EXERCISE DIRECTIONS: Rescale the rows from the one containing "where the rooftop" up to and including the one containing "where the climbing", and reproduce only those rows, requests included. Multiply each bounding-box coordinate in the answers by 0.25 and round it to a whole number, rounding halves up, but leave the requests and their format samples unchanged.

-- start EXTRACTED MATERIAL --

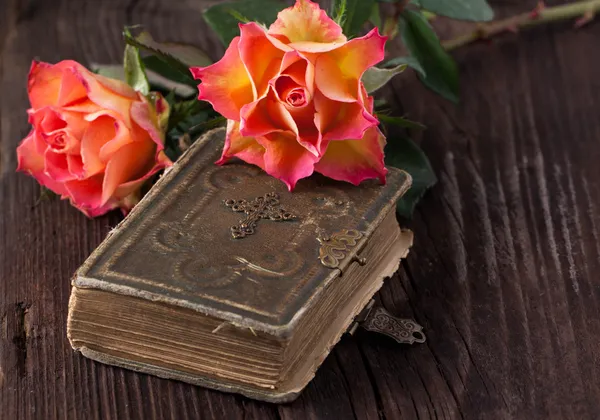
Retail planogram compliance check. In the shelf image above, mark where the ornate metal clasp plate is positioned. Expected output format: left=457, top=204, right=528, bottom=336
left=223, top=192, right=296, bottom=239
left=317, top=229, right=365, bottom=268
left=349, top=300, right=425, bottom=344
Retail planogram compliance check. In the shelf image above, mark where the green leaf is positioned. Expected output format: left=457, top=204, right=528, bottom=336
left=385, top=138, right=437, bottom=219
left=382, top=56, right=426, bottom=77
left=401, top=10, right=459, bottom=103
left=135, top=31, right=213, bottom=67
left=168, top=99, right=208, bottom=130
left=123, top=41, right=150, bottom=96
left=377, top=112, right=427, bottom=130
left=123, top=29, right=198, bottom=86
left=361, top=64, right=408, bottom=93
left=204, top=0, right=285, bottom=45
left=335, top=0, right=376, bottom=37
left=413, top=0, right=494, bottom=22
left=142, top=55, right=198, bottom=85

-- end EXTRACTED MATERIAL --
-- start EXTRACTED MATERIAL --

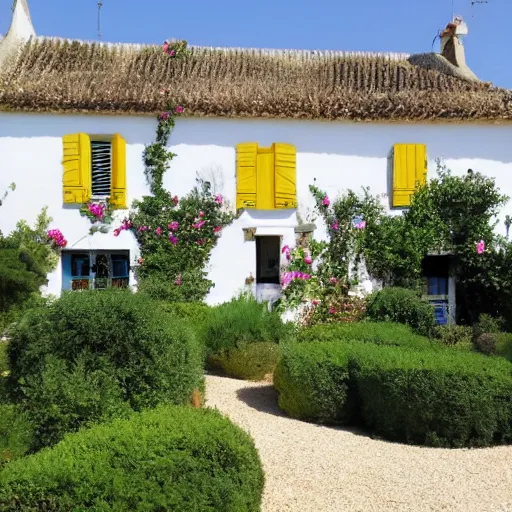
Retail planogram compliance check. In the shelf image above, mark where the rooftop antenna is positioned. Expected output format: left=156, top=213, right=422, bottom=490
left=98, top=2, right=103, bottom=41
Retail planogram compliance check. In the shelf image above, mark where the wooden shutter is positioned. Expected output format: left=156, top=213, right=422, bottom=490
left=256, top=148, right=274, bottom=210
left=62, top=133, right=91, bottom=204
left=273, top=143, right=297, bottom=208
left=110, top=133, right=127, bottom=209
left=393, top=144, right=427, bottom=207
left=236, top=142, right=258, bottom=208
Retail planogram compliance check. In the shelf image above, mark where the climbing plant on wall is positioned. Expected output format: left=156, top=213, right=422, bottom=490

-- end EXTRACTED MATERIAL --

EXERCISE SOLUTION:
Retail planogram compliance check. In the shelf image above, mark where the rooftop antenna is positioned. Expected output format: left=156, top=213, right=422, bottom=490
left=25, top=1, right=26, bottom=10
Retail planogram compliance check. In the shelf image above, mark where the wooden shutter is positioned. Expected output format: left=156, top=213, right=422, bottom=490
left=64, top=37, right=69, bottom=53
left=16, top=33, right=23, bottom=51
left=68, top=36, right=74, bottom=52
left=28, top=33, right=32, bottom=52
left=98, top=36, right=107, bottom=52
left=59, top=36, right=65, bottom=52
Retail planogram compliance check. In the shelf image above, mark where the climbing plant on wall is positioned. Expected output format: left=156, top=213, right=422, bottom=490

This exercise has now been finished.